(Items from a data source)
——————
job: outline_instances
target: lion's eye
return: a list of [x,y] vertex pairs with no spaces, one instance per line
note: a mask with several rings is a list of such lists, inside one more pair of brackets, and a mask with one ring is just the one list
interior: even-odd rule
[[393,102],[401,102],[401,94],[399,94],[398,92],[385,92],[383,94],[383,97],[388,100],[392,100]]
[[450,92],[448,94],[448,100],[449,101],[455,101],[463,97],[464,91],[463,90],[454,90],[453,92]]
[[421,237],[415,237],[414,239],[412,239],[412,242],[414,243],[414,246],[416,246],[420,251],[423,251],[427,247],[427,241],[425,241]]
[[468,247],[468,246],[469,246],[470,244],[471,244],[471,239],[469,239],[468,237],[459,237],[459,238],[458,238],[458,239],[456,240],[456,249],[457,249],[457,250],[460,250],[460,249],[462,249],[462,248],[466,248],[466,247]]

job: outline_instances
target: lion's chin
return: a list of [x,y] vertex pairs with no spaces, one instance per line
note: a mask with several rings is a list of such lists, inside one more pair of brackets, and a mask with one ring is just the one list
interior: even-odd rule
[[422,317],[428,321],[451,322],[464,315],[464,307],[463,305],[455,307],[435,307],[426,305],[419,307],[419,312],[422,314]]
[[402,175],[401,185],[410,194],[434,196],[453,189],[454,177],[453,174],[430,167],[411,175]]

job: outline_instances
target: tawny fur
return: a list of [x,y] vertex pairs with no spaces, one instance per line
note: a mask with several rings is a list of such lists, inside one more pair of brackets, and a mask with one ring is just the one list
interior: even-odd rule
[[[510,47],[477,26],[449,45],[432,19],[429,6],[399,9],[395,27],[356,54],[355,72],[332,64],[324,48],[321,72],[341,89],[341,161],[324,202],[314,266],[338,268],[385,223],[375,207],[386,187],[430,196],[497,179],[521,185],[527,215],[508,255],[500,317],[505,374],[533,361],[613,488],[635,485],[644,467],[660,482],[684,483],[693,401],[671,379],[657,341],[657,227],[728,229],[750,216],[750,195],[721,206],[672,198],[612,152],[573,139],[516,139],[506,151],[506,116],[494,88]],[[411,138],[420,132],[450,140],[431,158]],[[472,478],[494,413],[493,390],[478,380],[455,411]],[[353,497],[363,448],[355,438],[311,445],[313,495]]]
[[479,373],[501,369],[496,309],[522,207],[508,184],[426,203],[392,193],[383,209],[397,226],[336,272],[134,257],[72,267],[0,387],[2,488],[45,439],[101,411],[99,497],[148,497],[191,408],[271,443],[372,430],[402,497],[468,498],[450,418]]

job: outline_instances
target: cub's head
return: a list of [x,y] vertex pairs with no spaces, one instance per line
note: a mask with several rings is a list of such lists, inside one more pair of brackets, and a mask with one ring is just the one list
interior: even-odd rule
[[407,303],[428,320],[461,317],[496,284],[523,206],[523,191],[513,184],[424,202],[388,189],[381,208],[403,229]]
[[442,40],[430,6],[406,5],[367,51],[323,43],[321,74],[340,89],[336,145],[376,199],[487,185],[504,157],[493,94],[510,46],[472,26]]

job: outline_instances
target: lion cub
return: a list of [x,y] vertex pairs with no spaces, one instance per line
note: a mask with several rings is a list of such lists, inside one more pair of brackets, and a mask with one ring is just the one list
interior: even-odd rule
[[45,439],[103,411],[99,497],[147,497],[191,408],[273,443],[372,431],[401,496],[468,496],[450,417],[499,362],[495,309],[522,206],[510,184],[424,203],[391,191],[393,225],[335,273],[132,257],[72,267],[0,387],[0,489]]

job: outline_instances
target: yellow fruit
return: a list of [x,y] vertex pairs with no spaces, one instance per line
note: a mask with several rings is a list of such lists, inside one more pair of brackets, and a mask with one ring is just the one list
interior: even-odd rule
——————
▶ [Task directions]:
Write out each entry again, leaving every word as it is.

▶ [Solution to the problem]:
job: outline_instances
target: lion's eye
return: a list of [x,y] vertex pairs with no spaces, one instance per line
note: a mask with several rings is a list of such lists, inside one more pair of brackets, and a mask with one ring is just the one list
interior: even-odd rule
[[393,102],[401,102],[401,94],[399,94],[398,92],[385,92],[383,94],[383,97],[388,100],[392,100]]
[[450,92],[448,94],[448,100],[449,101],[455,101],[463,97],[464,91],[463,90],[454,90],[453,92]]
[[421,237],[415,237],[414,239],[412,239],[412,242],[414,243],[414,246],[416,246],[420,251],[423,251],[427,247],[427,241],[425,241]]
[[468,247],[468,246],[469,246],[470,244],[471,244],[471,239],[469,239],[468,237],[459,237],[459,238],[458,238],[458,239],[456,240],[456,249],[457,249],[457,250],[460,250],[460,249],[462,249],[462,248],[466,248],[466,247]]

job: outline_instances
target: lion's chin
return: a list of [x,y] vertex pairs with no spaces, one instance per line
note: a mask with several rings is a list of such lists, inside one more pair of brackets, and a mask with one ring is just the one list
interior: even-odd rule
[[422,317],[428,321],[451,322],[464,315],[464,307],[463,305],[455,307],[435,307],[426,305],[419,307],[419,312],[422,314]]
[[402,175],[401,185],[410,194],[434,196],[453,189],[454,177],[453,174],[430,167],[411,175]]

job: outline_instances
target: tawny fur
return: a list of [x,y] vertex pairs with no spaces, one instance per line
note: a mask with several rings is a list of such lists, inside one more pair of brackets, and a mask with one ring is just the one list
interior: even-odd rule
[[[510,47],[477,26],[449,45],[432,19],[429,6],[399,9],[395,27],[356,54],[355,72],[332,64],[324,48],[321,72],[341,89],[341,161],[324,202],[314,266],[338,268],[385,223],[375,207],[386,187],[430,196],[497,179],[521,185],[527,215],[508,255],[500,317],[505,374],[533,361],[613,488],[635,485],[644,467],[660,482],[684,483],[693,401],[671,379],[657,341],[657,227],[728,229],[750,216],[750,195],[721,206],[672,198],[612,152],[573,139],[516,139],[506,151],[506,116],[494,88]],[[411,138],[420,132],[450,140],[431,158]],[[472,478],[494,413],[493,390],[478,380],[455,411]],[[353,497],[363,448],[355,438],[311,445],[313,495]]]
[[479,373],[501,369],[496,309],[522,207],[508,184],[426,203],[392,193],[383,209],[397,226],[336,272],[134,257],[72,267],[0,387],[2,488],[45,439],[101,411],[99,497],[148,497],[191,408],[271,443],[372,430],[402,497],[468,498],[450,418]]

job: outline_instances
target: cub's head
return: a list of [x,y] vertex pairs with no spaces, one instance per line
note: a mask with several rings is a list of such lists, inside one more pair of brackets, and a mask with one ring is just the one list
interior: even-odd rule
[[407,303],[428,320],[461,317],[496,284],[523,206],[523,191],[513,184],[424,202],[388,189],[381,208],[403,229]]
[[442,40],[430,6],[406,5],[367,51],[323,43],[321,74],[340,89],[336,145],[376,199],[487,185],[504,157],[493,94],[510,46],[472,26]]

job: outline_instances
target: lion cub
return: a list of [x,y] vertex pairs with no spaces, one instance per line
note: a mask with several rings is a list of such lists, inside one more pair of brackets, and a mask with one ring is just the one list
interior: even-odd rule
[[45,439],[103,411],[99,497],[147,497],[191,408],[273,443],[372,431],[401,496],[468,496],[450,417],[499,362],[495,309],[522,206],[510,184],[424,203],[391,191],[393,225],[335,273],[132,257],[72,267],[0,387],[0,489]]

job: outline_instances
target: yellow fruit
return: a list of [x,y] vertex pairs with no spaces, one instance per line
note: a mask with several rings is a list of such lists, inside one more pair of brackets, and a mask with one ring is just the one list
interior: even-odd rule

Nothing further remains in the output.